SHORT TASK:
Reproduce every line of the material below from the one containing "trace: grey sky" down to the one containing "POLYGON ((124 45, 164", both included, and nothing more.

Items from a data source
· · · ·
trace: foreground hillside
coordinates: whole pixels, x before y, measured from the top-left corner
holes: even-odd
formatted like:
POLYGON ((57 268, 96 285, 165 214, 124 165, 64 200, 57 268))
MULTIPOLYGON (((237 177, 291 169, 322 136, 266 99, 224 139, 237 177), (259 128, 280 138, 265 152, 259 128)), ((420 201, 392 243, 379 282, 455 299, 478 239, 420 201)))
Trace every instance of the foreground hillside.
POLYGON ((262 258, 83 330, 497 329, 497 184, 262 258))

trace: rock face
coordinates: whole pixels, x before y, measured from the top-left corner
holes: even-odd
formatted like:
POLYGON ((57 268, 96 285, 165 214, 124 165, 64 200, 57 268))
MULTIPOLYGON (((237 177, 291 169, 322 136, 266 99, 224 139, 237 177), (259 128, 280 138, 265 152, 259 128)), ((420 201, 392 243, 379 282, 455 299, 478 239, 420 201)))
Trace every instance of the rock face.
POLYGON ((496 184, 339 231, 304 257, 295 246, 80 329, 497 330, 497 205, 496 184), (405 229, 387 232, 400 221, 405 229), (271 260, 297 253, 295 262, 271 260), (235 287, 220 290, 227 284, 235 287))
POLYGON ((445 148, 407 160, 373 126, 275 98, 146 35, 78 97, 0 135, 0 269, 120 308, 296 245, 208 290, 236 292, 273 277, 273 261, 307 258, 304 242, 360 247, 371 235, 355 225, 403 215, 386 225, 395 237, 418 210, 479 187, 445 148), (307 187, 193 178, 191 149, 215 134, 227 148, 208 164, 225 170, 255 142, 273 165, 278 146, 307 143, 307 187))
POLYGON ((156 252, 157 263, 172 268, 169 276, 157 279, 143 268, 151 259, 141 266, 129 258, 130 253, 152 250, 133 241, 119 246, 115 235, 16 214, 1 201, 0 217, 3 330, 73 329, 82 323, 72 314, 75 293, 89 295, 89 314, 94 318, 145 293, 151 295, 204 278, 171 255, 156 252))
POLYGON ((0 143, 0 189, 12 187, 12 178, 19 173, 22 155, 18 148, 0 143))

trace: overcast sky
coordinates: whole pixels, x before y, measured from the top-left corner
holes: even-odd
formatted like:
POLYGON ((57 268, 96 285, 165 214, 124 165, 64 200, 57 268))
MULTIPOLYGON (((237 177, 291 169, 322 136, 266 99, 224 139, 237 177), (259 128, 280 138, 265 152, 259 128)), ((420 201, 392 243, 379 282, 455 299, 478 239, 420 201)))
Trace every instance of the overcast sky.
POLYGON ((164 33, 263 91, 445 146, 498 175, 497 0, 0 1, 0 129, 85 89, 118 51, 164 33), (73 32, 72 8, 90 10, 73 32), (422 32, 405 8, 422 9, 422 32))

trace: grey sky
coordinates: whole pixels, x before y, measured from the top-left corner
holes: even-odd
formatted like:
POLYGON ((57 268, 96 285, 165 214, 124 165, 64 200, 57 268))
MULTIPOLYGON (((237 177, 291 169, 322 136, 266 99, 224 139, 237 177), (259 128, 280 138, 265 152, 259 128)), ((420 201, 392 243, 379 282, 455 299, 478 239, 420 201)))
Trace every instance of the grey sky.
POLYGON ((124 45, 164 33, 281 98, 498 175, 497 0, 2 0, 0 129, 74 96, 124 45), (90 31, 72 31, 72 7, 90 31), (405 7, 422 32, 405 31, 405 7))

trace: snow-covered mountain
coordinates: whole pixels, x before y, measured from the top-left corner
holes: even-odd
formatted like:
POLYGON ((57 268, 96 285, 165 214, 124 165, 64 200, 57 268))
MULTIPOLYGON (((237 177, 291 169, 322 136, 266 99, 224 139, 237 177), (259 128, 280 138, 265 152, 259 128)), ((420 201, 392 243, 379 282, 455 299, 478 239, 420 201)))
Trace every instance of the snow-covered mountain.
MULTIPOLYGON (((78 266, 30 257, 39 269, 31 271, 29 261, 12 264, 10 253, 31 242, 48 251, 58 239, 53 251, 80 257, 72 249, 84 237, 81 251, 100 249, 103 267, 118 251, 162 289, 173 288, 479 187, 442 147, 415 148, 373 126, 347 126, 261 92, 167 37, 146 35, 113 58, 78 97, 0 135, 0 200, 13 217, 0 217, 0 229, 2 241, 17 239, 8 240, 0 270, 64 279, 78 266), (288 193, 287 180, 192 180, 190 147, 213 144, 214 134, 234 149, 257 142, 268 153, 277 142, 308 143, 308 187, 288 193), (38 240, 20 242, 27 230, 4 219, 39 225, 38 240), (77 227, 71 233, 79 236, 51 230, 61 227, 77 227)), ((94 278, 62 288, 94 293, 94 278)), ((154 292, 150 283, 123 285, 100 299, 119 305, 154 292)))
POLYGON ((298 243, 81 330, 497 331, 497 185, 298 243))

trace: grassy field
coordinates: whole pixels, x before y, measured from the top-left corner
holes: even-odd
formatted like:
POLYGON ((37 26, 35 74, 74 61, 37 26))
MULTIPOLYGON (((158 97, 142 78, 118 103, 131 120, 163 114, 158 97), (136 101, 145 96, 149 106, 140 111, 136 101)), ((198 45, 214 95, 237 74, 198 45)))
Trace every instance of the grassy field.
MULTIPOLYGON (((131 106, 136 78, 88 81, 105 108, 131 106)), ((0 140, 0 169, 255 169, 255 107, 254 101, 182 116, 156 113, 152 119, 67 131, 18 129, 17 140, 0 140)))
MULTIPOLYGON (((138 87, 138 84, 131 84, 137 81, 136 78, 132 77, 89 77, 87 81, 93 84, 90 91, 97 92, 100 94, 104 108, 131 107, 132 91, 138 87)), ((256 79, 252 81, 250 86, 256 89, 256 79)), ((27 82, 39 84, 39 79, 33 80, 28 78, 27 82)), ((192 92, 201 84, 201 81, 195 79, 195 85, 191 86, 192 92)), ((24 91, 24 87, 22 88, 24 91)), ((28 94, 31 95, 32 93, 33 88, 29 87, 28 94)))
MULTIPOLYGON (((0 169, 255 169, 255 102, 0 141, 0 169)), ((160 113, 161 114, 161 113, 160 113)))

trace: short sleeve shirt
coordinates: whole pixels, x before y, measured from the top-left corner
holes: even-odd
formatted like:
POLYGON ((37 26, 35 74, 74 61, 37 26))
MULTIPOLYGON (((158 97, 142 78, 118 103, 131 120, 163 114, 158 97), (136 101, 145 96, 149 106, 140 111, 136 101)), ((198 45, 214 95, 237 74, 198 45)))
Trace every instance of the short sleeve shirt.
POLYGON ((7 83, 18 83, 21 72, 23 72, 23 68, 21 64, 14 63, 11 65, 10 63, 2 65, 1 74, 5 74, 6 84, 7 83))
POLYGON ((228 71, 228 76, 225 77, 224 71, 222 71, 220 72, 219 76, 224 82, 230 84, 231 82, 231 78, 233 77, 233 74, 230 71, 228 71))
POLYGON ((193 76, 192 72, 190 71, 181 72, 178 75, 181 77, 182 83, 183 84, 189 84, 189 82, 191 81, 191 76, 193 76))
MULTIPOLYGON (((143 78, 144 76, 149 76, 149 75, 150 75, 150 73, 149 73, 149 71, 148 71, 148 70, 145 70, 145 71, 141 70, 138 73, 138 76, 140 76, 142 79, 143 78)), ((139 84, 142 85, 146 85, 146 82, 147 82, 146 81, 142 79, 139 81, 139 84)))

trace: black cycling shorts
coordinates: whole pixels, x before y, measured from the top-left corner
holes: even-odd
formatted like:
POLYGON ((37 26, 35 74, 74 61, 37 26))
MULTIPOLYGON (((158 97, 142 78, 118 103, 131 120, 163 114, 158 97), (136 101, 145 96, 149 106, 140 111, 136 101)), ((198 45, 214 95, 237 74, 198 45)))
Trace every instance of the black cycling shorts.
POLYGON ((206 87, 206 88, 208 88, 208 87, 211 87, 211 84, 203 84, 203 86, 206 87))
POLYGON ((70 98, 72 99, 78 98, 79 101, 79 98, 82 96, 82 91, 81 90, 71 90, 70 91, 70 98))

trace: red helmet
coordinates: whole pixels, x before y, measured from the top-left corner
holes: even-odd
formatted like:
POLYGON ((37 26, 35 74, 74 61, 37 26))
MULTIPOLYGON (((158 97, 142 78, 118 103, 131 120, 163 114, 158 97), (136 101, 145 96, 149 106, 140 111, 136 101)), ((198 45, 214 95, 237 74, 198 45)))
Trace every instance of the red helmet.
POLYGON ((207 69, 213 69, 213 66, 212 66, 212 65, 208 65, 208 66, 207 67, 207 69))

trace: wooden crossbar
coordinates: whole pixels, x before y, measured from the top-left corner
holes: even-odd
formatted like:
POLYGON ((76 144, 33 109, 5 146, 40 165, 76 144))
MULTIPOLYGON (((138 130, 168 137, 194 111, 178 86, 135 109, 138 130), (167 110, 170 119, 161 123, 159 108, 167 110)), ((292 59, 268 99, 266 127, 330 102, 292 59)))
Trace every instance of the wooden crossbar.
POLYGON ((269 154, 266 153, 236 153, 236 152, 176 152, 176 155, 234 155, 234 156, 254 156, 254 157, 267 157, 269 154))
· · · ·
REPLY:
trace: grey sky
coordinates: whole pixels, x before y, measured from the top-left corner
holes: even-odd
formatted like:
POLYGON ((57 268, 96 285, 165 214, 124 165, 64 200, 57 268))
MULTIPOLYGON (((237 177, 291 169, 322 136, 266 99, 224 139, 237 177), (259 128, 280 138, 265 152, 259 128)), ((420 201, 392 243, 379 282, 455 299, 478 239, 420 201)))
Trace every instance of the grey sky.
POLYGON ((124 45, 164 33, 281 98, 498 175, 497 0, 2 0, 0 129, 74 96, 124 45), (90 31, 72 31, 72 7, 90 31), (405 7, 422 32, 405 31, 405 7))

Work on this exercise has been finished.